Brano proposto →
Può raccontarci degli esempi di queste interpretazioni?
Anri Sala ha fatto una ricerca di mesi in cui è riuscito a far risuonare un doppio flauto antico: con l’utilizzo delle tecnologie più avanzate e collaborando con esperti di musica antica, è riuscito a far risuonare il flauto ridando vita a un suono ma anche a uno stile di composizione musicale, a partire dal calcolo del fiato e dallo studio della cultura del tempo. Ne emerge un suono, ipotetico, che ha duemila anni. A Pompei, come diceva Chateaubriand, il tempo e lo spazio si assottigliano.
Altro esempio è quello di Sissel Tolaas, che ha sperimentato la possibilità di una “archeologia degli odori”: con la sua formazione multidisciplinare, si è recata sugli scavi ed è intervenuta con una complessa strumentazione per ricavare particelle organiche che contengono informazioni olfattive. Ha proposto di occuparsi, in futuro, di questa smell archeology con una proposta che è a metà tra un protocollo scientifico e un’idea dotata di spirito visionario, com’è proprio degli artisti. Nel 2024 sarà la volta di Sophia Al-Maria, Jennifer Allora & Guillermo Calzadilla, Ed Atkins, Meriem Bennani, Deborah-Joyce Holman, Liliane Lijn, SAGG NAPOLI, Marianna Simnett e la curatrice Noam Segal che accompagna le artiste Libby Heaney, Agnieszka Kurant e Marina Rosenfeld.
Qual è l’anima della Collectio?
È nata appena è stato possibile tornare fisicamente al Parco, così da sviluppare anche qui, in modo sperimentale, una collezione prodotta in relazione al sito. Che non è un white cube, come possono esserlo i musei: qui va ripensato il concetto stesso di opera d’arte e spinto verso una consapevolezza ambientale e multispecie. Le artiste e gli artisti invitati a produrre nuove opere sono Marzia Migliora, Otobong Nkanga, Amie Siegel e Cerith Wyn Evans. Le prime tre artiste avevano già sviluppato altrettanti interventi, a partire dai quali hanno iniziato a collaborare per delle nuove possibili applicazioni tra digitale e fisico.
Recentemente, e a più riprese, è stata contestata a livello politico l’utilità di un dialogo tra presente e passato.

Voci fornite →
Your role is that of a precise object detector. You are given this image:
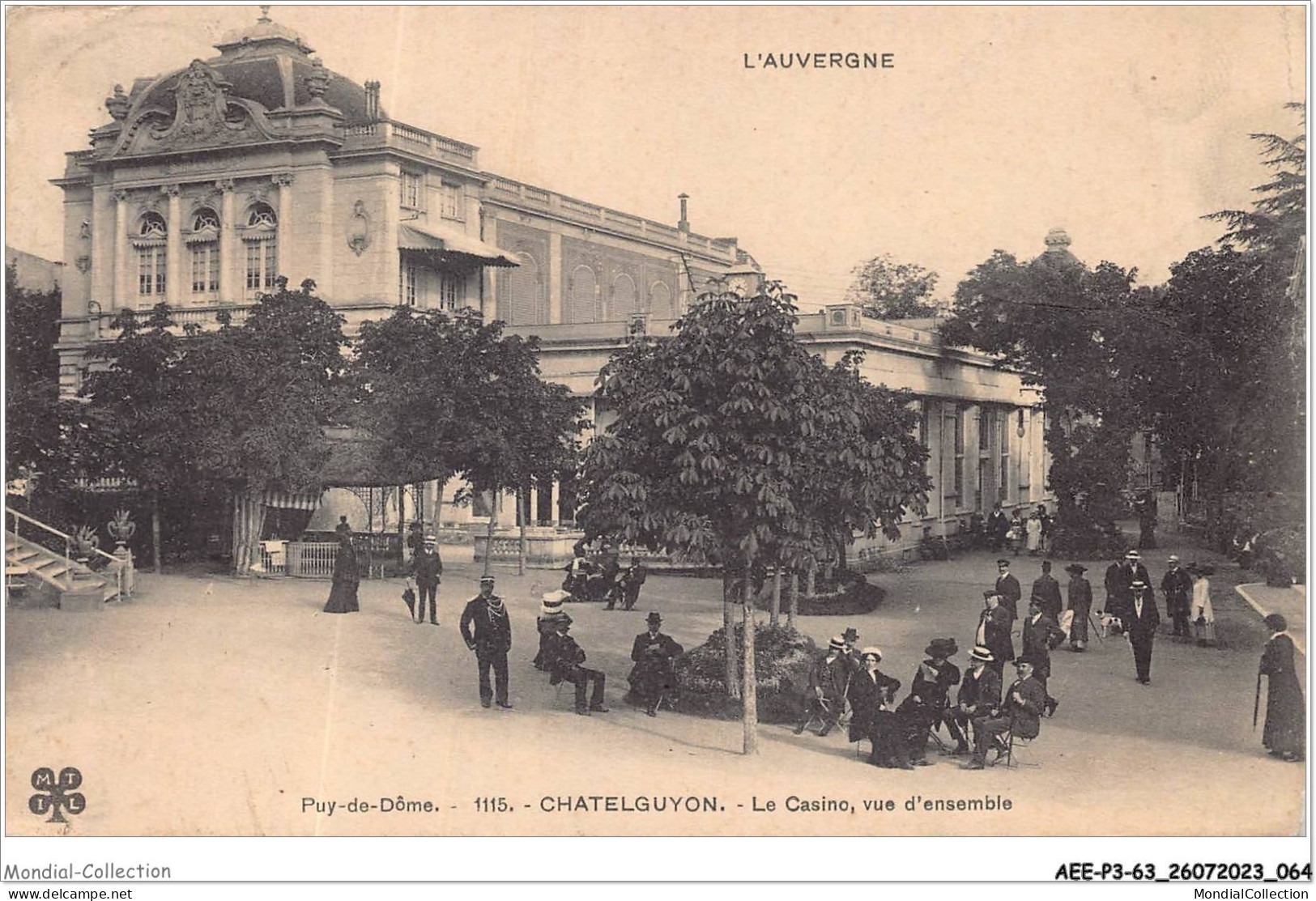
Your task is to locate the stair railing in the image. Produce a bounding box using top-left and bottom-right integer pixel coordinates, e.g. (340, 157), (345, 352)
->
(4, 507), (124, 598)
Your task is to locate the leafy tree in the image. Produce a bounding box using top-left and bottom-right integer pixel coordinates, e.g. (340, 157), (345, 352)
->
(849, 254), (937, 320)
(356, 309), (581, 570)
(4, 266), (66, 478)
(80, 304), (198, 572)
(185, 278), (353, 573)
(581, 284), (925, 754)
(943, 250), (1154, 551)
(1206, 103), (1307, 265)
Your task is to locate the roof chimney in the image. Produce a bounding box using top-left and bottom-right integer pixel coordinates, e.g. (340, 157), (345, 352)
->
(366, 82), (379, 122)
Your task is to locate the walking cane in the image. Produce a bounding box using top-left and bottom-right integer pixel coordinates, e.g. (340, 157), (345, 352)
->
(1251, 672), (1261, 731)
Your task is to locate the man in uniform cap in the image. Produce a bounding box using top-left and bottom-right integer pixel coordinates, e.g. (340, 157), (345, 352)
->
(627, 612), (686, 717)
(965, 655), (1046, 770)
(1029, 560), (1065, 623)
(411, 535), (444, 626)
(1161, 554), (1192, 638)
(1124, 579), (1161, 686)
(995, 556), (1024, 620)
(948, 644), (1000, 754)
(458, 576), (512, 710)
(795, 635), (850, 738)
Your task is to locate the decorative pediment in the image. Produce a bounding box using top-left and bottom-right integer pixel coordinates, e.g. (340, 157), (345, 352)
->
(113, 59), (274, 156)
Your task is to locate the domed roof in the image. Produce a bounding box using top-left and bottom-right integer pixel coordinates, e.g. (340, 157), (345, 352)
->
(1030, 227), (1083, 270)
(122, 8), (385, 122)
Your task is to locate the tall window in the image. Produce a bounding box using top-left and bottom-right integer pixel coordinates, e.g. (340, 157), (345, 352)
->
(246, 240), (279, 296)
(244, 202), (279, 299)
(402, 172), (425, 209)
(956, 405), (965, 499)
(996, 410), (1009, 504)
(185, 206), (219, 300)
(192, 240), (219, 295)
(444, 181), (466, 219)
(438, 272), (462, 310)
(134, 212), (168, 297)
(398, 263), (420, 307)
(137, 244), (166, 297)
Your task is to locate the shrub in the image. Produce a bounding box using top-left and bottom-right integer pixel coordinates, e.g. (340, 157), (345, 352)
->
(676, 623), (819, 722)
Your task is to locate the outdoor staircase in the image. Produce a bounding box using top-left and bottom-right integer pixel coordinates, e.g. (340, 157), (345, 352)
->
(4, 512), (124, 609)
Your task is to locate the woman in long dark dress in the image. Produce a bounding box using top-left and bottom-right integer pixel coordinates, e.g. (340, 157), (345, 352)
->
(325, 535), (360, 613)
(1261, 613), (1307, 760)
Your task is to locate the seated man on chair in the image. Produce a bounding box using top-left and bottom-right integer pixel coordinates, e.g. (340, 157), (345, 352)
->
(550, 618), (608, 717)
(896, 638), (960, 767)
(965, 655), (1046, 770)
(946, 644), (1000, 755)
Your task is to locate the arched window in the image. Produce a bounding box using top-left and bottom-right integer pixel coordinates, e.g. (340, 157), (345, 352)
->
(134, 210), (168, 297)
(499, 254), (547, 325)
(137, 213), (168, 238)
(187, 206), (219, 301)
(248, 204), (279, 229)
(649, 282), (676, 320)
(608, 274), (640, 322)
(242, 202), (279, 299)
(566, 266), (598, 322)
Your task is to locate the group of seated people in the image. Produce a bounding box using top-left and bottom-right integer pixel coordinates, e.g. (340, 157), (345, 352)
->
(795, 628), (1046, 770)
(562, 545), (649, 610)
(534, 591), (684, 717)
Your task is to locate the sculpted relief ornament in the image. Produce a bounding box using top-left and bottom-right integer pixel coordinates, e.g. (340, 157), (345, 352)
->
(113, 59), (272, 155)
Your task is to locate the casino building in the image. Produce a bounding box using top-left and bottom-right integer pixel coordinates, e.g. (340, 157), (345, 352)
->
(55, 15), (1067, 563)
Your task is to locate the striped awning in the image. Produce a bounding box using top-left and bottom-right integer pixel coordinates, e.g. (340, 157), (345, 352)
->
(261, 491), (320, 510)
(398, 223), (520, 266)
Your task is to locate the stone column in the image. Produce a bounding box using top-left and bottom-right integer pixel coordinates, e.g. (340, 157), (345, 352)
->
(160, 184), (185, 305)
(113, 191), (137, 309)
(215, 179), (245, 304)
(543, 232), (562, 325)
(270, 172), (301, 278)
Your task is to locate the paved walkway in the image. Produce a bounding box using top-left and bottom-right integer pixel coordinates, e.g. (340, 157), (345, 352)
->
(6, 525), (1304, 835)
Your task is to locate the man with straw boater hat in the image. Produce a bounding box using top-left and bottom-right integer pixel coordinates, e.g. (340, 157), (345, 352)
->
(795, 635), (850, 738)
(948, 644), (1000, 754)
(965, 654), (1046, 770)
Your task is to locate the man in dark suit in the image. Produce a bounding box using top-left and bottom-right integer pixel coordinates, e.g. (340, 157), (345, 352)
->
(628, 612), (686, 717)
(948, 644), (1000, 754)
(965, 657), (1046, 770)
(846, 647), (914, 770)
(457, 576), (512, 710)
(1024, 597), (1065, 717)
(896, 638), (960, 767)
(547, 617), (608, 717)
(795, 635), (850, 738)
(1029, 560), (1065, 623)
(1124, 579), (1161, 686)
(1161, 554), (1192, 638)
(411, 535), (444, 626)
(974, 591), (1015, 676)
(1107, 551), (1156, 630)
(996, 558), (1024, 626)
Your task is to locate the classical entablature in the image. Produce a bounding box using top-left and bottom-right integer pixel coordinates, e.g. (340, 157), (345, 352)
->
(109, 59), (276, 156)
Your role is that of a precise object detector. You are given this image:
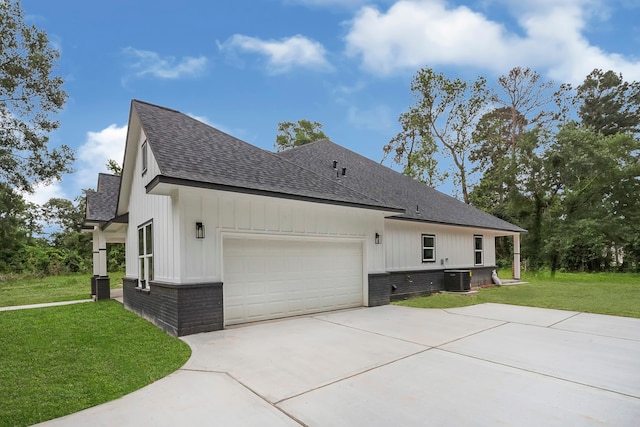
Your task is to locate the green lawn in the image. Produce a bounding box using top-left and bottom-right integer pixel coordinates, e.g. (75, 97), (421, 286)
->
(0, 301), (191, 426)
(0, 272), (124, 307)
(395, 272), (640, 318)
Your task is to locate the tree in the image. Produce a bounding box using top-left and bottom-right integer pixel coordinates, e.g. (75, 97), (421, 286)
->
(545, 123), (640, 271)
(0, 0), (73, 192)
(576, 69), (640, 135)
(106, 159), (122, 176)
(381, 113), (447, 187)
(469, 67), (567, 268)
(385, 68), (490, 203)
(274, 119), (328, 151)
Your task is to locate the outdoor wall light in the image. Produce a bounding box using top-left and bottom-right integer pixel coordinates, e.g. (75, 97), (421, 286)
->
(196, 222), (204, 239)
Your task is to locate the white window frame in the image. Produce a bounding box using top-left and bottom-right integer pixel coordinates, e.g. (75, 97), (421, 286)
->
(138, 221), (154, 290)
(141, 140), (149, 175)
(422, 234), (436, 262)
(473, 234), (484, 265)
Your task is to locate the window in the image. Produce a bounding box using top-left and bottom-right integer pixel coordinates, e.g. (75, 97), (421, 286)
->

Istruzioni e requisiti →
Per favore, indica se ciascuna affermazione concorda con il brano sui progetti d'arte a Pompei, rispondendo sì o no e citando alla lettera le parole decisive del brano.
(a) Anri Sala ha collaborato con esperti di musica antica per far risuonare un doppio flauto antico.
(b) La Collectio è pensata come un white cube, al pari dei musei.
(c) Sissel Tolaas ha usato una complessa strumentazione per ricavare particelle organiche con informazioni olfattive.

Risposta corretta →
(a) Sì: «collaborando con esperti di musica antica, è riuscito a far risuonare il flauto».
(b) No: «Che non è un white cube, come possono esserlo i musei».
(c) Sì: «è intervenuta con una complessa strumentazione per ricavare particelle organiche che contengono informazioni olfattive».